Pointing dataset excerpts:
::::
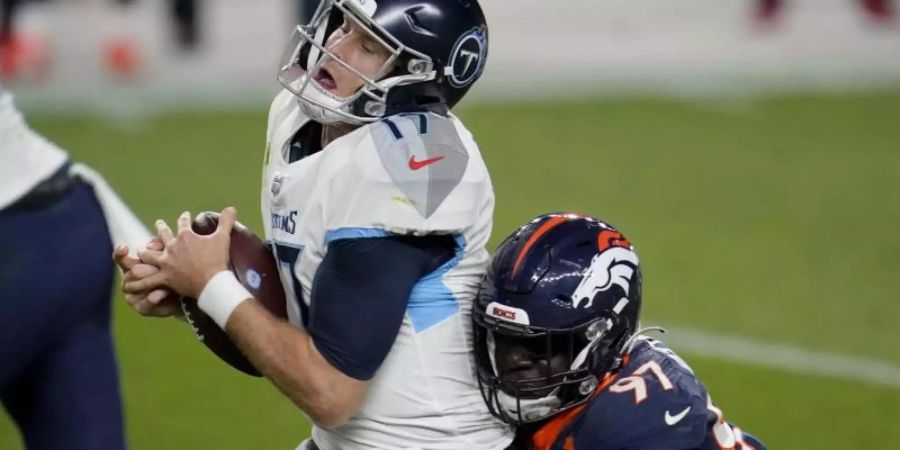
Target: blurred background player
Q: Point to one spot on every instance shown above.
(880, 11)
(58, 376)
(364, 164)
(29, 52)
(560, 353)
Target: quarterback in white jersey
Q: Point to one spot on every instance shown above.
(378, 207)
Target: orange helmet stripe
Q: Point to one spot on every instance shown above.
(547, 226)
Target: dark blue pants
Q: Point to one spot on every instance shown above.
(58, 374)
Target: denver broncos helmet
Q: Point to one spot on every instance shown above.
(561, 298)
(436, 50)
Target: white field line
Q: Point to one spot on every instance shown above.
(783, 357)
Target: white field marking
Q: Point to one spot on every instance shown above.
(783, 357)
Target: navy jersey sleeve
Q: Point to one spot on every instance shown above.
(655, 404)
(360, 294)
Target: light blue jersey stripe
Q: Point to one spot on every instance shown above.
(431, 301)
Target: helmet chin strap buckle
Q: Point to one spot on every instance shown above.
(587, 386)
(374, 109)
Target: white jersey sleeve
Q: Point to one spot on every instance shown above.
(26, 158)
(409, 175)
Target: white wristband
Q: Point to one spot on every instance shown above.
(221, 295)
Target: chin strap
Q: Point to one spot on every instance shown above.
(529, 409)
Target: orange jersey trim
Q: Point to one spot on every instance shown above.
(544, 438)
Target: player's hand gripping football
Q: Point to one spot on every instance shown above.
(160, 302)
(188, 260)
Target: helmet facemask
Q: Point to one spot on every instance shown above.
(587, 352)
(308, 52)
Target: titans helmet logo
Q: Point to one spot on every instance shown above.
(467, 58)
(614, 266)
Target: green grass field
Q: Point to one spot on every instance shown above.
(775, 219)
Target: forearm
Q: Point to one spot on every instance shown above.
(287, 356)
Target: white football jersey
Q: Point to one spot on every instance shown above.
(415, 174)
(26, 158)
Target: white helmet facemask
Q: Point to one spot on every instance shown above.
(307, 53)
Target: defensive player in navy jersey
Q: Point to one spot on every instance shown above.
(560, 353)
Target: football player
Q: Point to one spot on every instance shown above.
(560, 353)
(58, 373)
(378, 206)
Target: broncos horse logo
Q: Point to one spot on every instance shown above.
(613, 266)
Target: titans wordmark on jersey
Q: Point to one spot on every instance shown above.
(415, 174)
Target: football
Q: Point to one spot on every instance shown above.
(255, 267)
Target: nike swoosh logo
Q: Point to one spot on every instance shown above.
(672, 420)
(416, 165)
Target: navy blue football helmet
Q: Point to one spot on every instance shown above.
(436, 50)
(564, 293)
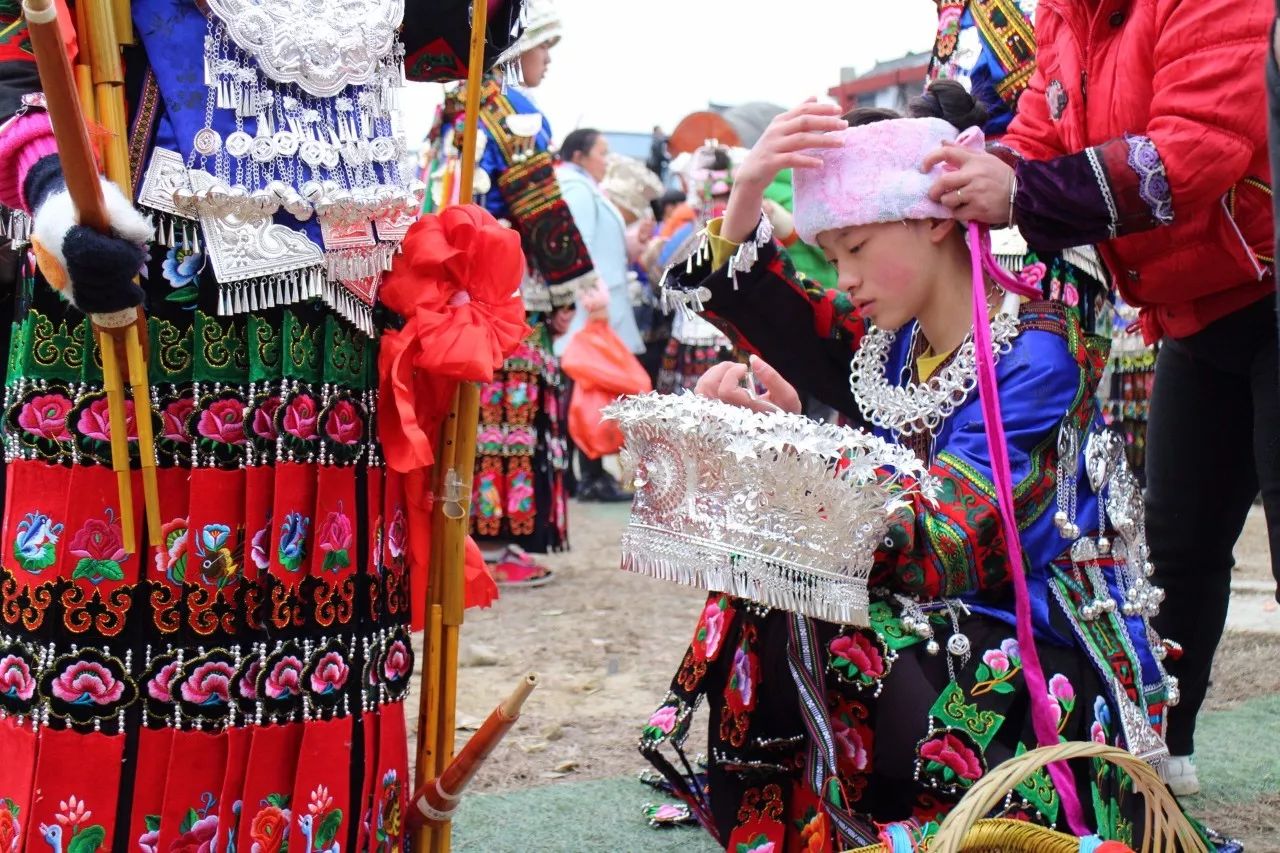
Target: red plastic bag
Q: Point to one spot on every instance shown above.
(602, 369)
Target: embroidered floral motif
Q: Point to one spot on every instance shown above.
(344, 424)
(72, 830)
(264, 418)
(174, 419)
(181, 269)
(223, 422)
(260, 547)
(300, 418)
(336, 537)
(329, 674)
(950, 760)
(160, 687)
(712, 626)
(16, 682)
(1063, 693)
(209, 684)
(387, 830)
(95, 423)
(87, 683)
(1152, 179)
(293, 539)
(172, 556)
(397, 536)
(219, 564)
(269, 831)
(856, 658)
(197, 833)
(398, 662)
(45, 416)
(662, 723)
(999, 666)
(36, 542)
(100, 547)
(320, 824)
(284, 680)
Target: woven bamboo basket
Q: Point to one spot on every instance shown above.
(968, 831)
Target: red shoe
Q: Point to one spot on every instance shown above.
(517, 569)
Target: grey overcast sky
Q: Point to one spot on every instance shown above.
(625, 65)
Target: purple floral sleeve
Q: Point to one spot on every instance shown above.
(1100, 194)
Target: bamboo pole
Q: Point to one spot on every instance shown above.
(109, 90)
(103, 21)
(451, 519)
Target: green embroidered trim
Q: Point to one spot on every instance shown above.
(302, 354)
(220, 354)
(344, 347)
(954, 712)
(264, 351)
(890, 629)
(170, 351)
(1038, 790)
(51, 351)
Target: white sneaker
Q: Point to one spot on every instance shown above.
(1179, 774)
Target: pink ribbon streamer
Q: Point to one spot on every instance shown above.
(1042, 715)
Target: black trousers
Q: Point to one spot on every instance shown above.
(1212, 445)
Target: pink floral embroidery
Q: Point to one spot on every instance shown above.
(87, 682)
(16, 680)
(95, 422)
(223, 422)
(284, 679)
(45, 416)
(344, 425)
(300, 418)
(330, 674)
(264, 418)
(160, 688)
(398, 661)
(209, 684)
(174, 420)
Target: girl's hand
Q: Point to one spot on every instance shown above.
(725, 383)
(781, 146)
(976, 185)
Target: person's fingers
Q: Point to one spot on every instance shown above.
(709, 382)
(946, 185)
(949, 154)
(778, 391)
(799, 162)
(801, 141)
(731, 381)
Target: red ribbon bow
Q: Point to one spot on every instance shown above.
(457, 286)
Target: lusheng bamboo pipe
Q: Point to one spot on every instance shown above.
(122, 334)
(435, 799)
(452, 514)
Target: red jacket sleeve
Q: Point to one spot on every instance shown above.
(1208, 103)
(1032, 133)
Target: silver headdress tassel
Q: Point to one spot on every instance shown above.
(771, 507)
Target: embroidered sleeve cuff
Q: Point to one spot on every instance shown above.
(722, 247)
(1104, 192)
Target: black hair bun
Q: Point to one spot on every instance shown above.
(950, 101)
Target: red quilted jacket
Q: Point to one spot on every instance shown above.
(1191, 76)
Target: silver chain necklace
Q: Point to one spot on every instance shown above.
(920, 407)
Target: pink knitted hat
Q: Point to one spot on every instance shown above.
(873, 177)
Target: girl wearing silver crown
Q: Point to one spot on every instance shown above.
(826, 735)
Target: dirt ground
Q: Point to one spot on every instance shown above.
(606, 644)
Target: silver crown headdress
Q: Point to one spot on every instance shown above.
(771, 507)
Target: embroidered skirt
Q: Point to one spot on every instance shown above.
(521, 456)
(910, 730)
(241, 683)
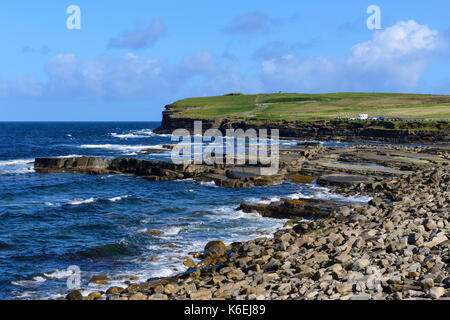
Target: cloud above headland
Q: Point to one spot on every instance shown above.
(394, 59)
(138, 39)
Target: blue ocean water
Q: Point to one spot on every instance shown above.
(49, 222)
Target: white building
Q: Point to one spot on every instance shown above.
(363, 116)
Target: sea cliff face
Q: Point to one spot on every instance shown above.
(348, 131)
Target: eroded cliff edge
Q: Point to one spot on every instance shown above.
(324, 130)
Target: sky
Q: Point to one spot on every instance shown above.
(130, 58)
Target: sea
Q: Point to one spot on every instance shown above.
(53, 224)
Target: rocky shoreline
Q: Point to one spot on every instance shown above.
(396, 247)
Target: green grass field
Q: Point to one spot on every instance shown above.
(306, 107)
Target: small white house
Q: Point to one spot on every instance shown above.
(363, 116)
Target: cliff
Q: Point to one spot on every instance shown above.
(420, 132)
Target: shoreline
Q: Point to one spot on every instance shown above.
(397, 247)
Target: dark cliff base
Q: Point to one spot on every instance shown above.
(425, 132)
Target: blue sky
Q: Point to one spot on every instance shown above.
(130, 58)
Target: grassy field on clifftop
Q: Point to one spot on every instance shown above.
(294, 106)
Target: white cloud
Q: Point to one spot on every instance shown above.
(394, 60)
(139, 38)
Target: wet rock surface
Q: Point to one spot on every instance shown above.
(395, 247)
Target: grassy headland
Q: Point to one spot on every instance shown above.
(311, 107)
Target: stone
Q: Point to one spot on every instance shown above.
(114, 290)
(74, 295)
(138, 296)
(202, 294)
(427, 284)
(95, 295)
(154, 232)
(360, 264)
(436, 292)
(215, 248)
(189, 263)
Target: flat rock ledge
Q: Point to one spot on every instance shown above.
(393, 249)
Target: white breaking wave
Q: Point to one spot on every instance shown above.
(209, 183)
(323, 193)
(77, 202)
(16, 166)
(144, 133)
(125, 149)
(59, 274)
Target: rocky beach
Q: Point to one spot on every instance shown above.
(396, 247)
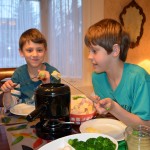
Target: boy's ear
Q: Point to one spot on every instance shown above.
(21, 53)
(116, 50)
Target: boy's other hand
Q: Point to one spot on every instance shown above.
(8, 86)
(44, 76)
(104, 105)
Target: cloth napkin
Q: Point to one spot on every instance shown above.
(122, 145)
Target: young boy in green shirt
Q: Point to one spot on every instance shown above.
(26, 78)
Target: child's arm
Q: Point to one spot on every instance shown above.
(8, 100)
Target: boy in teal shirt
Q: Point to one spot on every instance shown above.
(121, 88)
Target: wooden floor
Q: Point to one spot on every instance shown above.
(3, 139)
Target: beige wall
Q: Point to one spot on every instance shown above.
(113, 8)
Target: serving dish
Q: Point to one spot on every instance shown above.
(60, 143)
(110, 127)
(22, 109)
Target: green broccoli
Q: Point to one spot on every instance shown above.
(99, 143)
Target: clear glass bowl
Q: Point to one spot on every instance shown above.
(138, 137)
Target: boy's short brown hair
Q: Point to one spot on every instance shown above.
(106, 33)
(33, 35)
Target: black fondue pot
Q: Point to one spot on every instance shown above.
(52, 105)
(51, 101)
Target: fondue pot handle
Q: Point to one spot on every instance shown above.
(36, 113)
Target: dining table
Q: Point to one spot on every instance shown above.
(16, 133)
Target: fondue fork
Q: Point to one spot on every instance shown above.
(57, 75)
(87, 95)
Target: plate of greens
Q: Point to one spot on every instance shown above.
(82, 141)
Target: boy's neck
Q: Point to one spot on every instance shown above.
(33, 72)
(115, 75)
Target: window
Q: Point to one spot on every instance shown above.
(16, 16)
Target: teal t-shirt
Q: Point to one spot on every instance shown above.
(132, 92)
(27, 86)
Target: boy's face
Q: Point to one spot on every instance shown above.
(100, 60)
(33, 53)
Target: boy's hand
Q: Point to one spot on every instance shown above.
(44, 76)
(8, 86)
(104, 105)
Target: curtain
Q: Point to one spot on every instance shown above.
(65, 36)
(16, 16)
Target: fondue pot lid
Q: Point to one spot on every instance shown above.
(52, 89)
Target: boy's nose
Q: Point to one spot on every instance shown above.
(34, 53)
(90, 56)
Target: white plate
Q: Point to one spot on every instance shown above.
(111, 127)
(22, 109)
(60, 143)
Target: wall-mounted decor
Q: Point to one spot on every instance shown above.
(132, 18)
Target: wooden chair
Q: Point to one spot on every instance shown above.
(5, 73)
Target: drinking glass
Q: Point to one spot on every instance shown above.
(138, 137)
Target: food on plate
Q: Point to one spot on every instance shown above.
(93, 144)
(22, 109)
(67, 147)
(41, 74)
(56, 75)
(81, 105)
(92, 130)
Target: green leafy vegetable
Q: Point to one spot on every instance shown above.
(99, 143)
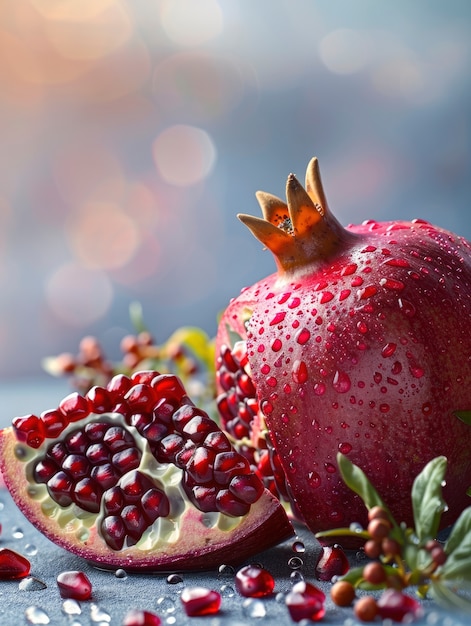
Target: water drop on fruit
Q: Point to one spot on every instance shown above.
(254, 582)
(198, 601)
(13, 565)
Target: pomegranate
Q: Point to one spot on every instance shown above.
(359, 343)
(133, 475)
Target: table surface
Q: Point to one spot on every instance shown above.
(113, 595)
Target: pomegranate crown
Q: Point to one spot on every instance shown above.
(302, 231)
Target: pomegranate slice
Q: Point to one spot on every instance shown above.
(136, 476)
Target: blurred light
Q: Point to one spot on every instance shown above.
(190, 23)
(78, 296)
(85, 168)
(343, 51)
(90, 36)
(102, 236)
(199, 85)
(184, 155)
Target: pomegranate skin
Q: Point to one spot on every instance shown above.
(358, 344)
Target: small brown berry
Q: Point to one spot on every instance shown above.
(374, 573)
(379, 529)
(366, 609)
(342, 593)
(377, 512)
(372, 549)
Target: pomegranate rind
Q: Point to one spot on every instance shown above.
(198, 545)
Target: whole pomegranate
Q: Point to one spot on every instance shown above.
(359, 343)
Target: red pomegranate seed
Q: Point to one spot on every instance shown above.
(332, 562)
(74, 406)
(199, 601)
(13, 565)
(141, 618)
(305, 601)
(254, 582)
(74, 585)
(29, 429)
(54, 423)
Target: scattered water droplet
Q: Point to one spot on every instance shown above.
(32, 584)
(97, 614)
(165, 604)
(345, 447)
(35, 615)
(298, 547)
(17, 532)
(341, 382)
(174, 579)
(227, 591)
(295, 562)
(71, 607)
(254, 608)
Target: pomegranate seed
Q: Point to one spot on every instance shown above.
(199, 601)
(305, 601)
(74, 406)
(74, 585)
(141, 618)
(332, 562)
(396, 605)
(13, 565)
(254, 582)
(29, 429)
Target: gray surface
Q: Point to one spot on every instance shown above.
(114, 596)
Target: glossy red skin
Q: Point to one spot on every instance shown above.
(390, 414)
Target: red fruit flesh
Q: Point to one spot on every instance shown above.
(198, 601)
(152, 483)
(75, 585)
(358, 344)
(13, 565)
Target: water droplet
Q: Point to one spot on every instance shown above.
(71, 607)
(32, 584)
(227, 591)
(326, 296)
(254, 608)
(276, 345)
(341, 382)
(390, 283)
(35, 615)
(345, 448)
(279, 317)
(97, 614)
(406, 307)
(389, 349)
(299, 372)
(349, 269)
(166, 605)
(174, 579)
(302, 336)
(298, 547)
(295, 562)
(314, 480)
(17, 532)
(226, 570)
::::
PROBLEM STATEMENT: Your task is to return, exactly and on their own, the lines from the one containing "Target: gray surface" through the last line of the listing.

EXPECTED OUTPUT:
Target: gray surface
Q: Point to one spot on every instance shown above.
(114, 596)
Target: glossy red skin
Q: Point to one spot on every instance shown above.
(390, 414)
Target: red fruit flesh
Q: Point to one spot on every instance shown above.
(198, 601)
(152, 483)
(75, 585)
(358, 344)
(13, 565)
Target: water droplet
Q: Point to one spot on every instance shown above.
(71, 607)
(32, 584)
(227, 591)
(326, 296)
(254, 608)
(276, 345)
(341, 382)
(390, 283)
(35, 615)
(345, 448)
(279, 317)
(97, 614)
(406, 307)
(389, 349)
(299, 372)
(349, 269)
(166, 605)
(174, 579)
(302, 336)
(298, 547)
(295, 562)
(314, 480)
(17, 532)
(226, 570)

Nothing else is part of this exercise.